Testo di riferimento:
(di Marco Danieli) L’Arena è il teatro più grande del mondo. Nessun teatro al mondo fa i numeri del nostro anfiteatro né in termini di pubblico, né in termini di incassi. Nonostante ciò nel recente passato la Fondazione Arena (ex Ente Lirico) era entrata in sofferenza per tutta una serie di scelte, da l’inadeguatezza della dirigenza a vari errori di gestione, al punto che stavano per “portare i libri in tribunale”.
Grazie ad un tempestivo commissariamento nella persona di un bravo manager, il prof. Giuliano Polo, il fallimento è stato sventato ed il brutto momento è stato superato. Siamo così arrivati alla nomina a sovrintendente di Cecilia Gasdia che in due anni è riuscita a portare dei risultati positivi, pur rimanendo irrisolti alcuni nodi a livello amministrativo e di gestione delle risorse umane.
Poi il covid-19 c’ha messo la coda e la stagione 2020 è saltata. Con una decisione decisamente brillante, rispolverando un progetto dell’architetto Fagiuoli risalente a cent’anni fa, è stato modificato l’assetto dell’anfiteatro portando il palco al centro dov’era la platea, recuperando così tutti i posti delle gradinate prima occupati dalle scene – su Facebook alla pagina L’Adige di Verona trovate i video con la presentazione della stagione 2020 – – Scelta che permetterà di ospitare poco più di tremila spettatori. Meglio dei mille che in un primo tempo aveva concesso il Ministero.
Ma, pur col distanziamento sociale, si sarebbe potuto ottenere di più. L’Arena nell’assetto tradizionale aveva 2.500 posti in platea e 11.000 sulle gradinate e tribune per un totale di 13.500.
Togliendo la platea i posti calano a circa 11.000, ma aggiungendo gli 8/9.000 posti guadagnati togliendo gli scenari gli spettatori in tempi normali salirebbero a 19/20.000. Ipotizzando il taglio di tre posti per ogni posto essi avrebbero potuto diventare sei o sette mila. Volendo esagerare ed eliminandone addirittura quattro ogni uno si sarebbe potuto arrivare a 5.000, con una distanza fra uno spettatore e l’altro davvero ragguardevole.

Materiale da analizzare:
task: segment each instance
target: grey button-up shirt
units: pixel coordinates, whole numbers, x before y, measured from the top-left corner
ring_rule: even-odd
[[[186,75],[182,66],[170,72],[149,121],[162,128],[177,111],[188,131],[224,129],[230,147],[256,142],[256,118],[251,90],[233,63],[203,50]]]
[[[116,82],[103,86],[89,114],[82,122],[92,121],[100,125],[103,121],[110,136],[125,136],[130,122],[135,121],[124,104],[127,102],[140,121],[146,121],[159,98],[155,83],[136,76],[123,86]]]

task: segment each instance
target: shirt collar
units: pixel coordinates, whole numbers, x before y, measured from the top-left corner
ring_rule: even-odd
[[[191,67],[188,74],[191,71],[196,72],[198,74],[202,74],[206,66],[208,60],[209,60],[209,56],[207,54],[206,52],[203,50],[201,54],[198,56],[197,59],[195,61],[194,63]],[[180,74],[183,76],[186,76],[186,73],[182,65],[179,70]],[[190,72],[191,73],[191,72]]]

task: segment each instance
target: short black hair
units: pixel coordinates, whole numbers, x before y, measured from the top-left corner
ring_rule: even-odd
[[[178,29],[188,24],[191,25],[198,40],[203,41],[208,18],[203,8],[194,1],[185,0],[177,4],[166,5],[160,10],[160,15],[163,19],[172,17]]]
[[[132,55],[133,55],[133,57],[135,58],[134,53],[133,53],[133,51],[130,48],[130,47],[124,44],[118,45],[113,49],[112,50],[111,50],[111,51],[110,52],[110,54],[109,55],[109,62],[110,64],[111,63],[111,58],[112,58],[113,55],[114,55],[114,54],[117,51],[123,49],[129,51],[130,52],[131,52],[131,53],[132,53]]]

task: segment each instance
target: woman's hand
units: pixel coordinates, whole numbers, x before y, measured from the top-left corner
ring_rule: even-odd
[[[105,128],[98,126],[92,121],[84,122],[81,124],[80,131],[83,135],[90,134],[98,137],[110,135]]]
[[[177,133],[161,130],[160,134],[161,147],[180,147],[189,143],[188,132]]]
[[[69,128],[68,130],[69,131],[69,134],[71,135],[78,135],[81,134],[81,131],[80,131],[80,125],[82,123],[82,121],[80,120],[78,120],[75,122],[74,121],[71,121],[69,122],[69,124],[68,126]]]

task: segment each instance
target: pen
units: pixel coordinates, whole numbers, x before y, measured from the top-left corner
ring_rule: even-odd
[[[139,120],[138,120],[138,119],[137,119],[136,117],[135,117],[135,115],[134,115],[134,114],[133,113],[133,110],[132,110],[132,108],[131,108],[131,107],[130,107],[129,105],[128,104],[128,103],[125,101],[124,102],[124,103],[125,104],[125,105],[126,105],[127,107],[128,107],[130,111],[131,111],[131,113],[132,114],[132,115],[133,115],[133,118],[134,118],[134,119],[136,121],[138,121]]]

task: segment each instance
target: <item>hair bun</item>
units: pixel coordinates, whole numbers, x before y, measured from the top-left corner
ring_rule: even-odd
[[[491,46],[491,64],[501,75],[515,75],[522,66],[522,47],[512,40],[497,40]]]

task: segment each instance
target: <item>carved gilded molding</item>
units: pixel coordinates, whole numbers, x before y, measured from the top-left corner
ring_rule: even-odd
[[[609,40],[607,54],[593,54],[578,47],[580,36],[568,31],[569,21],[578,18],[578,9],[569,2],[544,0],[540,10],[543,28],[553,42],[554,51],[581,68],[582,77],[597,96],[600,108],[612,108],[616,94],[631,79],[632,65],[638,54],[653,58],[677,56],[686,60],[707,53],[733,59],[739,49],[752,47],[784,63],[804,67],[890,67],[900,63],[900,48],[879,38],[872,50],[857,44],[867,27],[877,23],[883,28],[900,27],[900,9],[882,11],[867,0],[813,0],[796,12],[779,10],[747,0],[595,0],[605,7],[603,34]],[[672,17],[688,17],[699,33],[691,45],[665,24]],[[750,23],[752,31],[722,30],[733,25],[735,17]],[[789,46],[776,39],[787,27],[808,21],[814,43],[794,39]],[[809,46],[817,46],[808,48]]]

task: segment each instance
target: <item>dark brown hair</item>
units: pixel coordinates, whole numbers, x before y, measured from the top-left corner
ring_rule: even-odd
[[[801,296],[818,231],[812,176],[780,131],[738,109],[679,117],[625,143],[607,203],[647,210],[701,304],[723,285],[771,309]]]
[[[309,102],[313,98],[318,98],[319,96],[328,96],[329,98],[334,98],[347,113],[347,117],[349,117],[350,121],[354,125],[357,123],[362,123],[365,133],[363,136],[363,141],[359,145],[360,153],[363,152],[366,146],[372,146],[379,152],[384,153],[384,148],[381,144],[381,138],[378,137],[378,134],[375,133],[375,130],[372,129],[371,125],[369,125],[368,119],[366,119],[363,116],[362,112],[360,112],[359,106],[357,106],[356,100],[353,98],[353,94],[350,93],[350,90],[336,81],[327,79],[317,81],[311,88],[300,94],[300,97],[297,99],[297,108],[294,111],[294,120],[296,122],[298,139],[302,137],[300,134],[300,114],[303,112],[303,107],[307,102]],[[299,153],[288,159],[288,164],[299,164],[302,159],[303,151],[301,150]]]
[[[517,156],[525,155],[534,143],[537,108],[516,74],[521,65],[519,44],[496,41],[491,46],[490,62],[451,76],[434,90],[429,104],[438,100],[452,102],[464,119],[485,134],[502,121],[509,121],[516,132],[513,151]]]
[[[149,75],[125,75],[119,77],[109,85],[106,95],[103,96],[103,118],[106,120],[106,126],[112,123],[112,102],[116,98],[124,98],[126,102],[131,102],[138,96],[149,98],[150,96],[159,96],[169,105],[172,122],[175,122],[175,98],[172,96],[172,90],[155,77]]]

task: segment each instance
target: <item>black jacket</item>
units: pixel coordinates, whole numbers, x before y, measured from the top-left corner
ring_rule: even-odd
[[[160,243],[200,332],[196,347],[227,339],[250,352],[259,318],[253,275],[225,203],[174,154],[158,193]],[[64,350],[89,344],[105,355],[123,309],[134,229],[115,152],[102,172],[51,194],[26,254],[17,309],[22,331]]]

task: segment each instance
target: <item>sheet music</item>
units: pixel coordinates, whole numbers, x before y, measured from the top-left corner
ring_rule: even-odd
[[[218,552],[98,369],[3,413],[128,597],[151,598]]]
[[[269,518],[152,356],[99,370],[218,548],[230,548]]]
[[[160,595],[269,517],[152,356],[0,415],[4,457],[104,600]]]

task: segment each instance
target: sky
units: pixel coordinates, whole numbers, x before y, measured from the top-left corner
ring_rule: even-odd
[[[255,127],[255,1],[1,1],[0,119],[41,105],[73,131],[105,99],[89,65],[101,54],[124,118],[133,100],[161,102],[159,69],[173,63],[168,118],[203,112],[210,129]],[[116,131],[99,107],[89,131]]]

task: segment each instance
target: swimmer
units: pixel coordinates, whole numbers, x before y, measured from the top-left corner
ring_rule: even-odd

Domande da svolgere:
a) Trascrivi dal testo sull'Arena il brano compreso tra "Grazie ad un" e "delle risorse umane.", estremi inclusi.
b) Rispondi a queste domande sul testo sull'Arena:
(i) Chi ha guidato il commissariamento della Fondazione Arena?
(ii) Di chi era il progetto di cent'anni fa ripreso per portare il palco al centro?
(iii) Quanti posti aveva in totale l'Arena nell'assetto tradizionale?

Risposte per compito:
a)
Grazie ad un tempestivo commissariamento nella persona di un bravo manager, il prof. Giuliano Polo, il fallimento è stato sventato ed il brutto momento è stato superato. Siamo così arrivati alla nomina a sovrintendente di Cecilia Gasdia che in due anni è riuscita a portare dei risultati positivi, pur rimanendo irrisolti alcuni nodi a livello amministrativo e di gestione delle risorse umane.

b)
(i) Il prof. Giuliano Polo.
(ii) Dell'architetto Fagiuoli.
(iii) 13.500.